------ Available data ------

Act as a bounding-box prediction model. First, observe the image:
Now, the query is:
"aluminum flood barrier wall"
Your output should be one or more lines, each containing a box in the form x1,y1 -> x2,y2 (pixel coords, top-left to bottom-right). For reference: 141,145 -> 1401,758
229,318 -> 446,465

------

Goal of the exercise: Report how many lines of the records include the word "output", giving only the number.

Solution for this problem: 1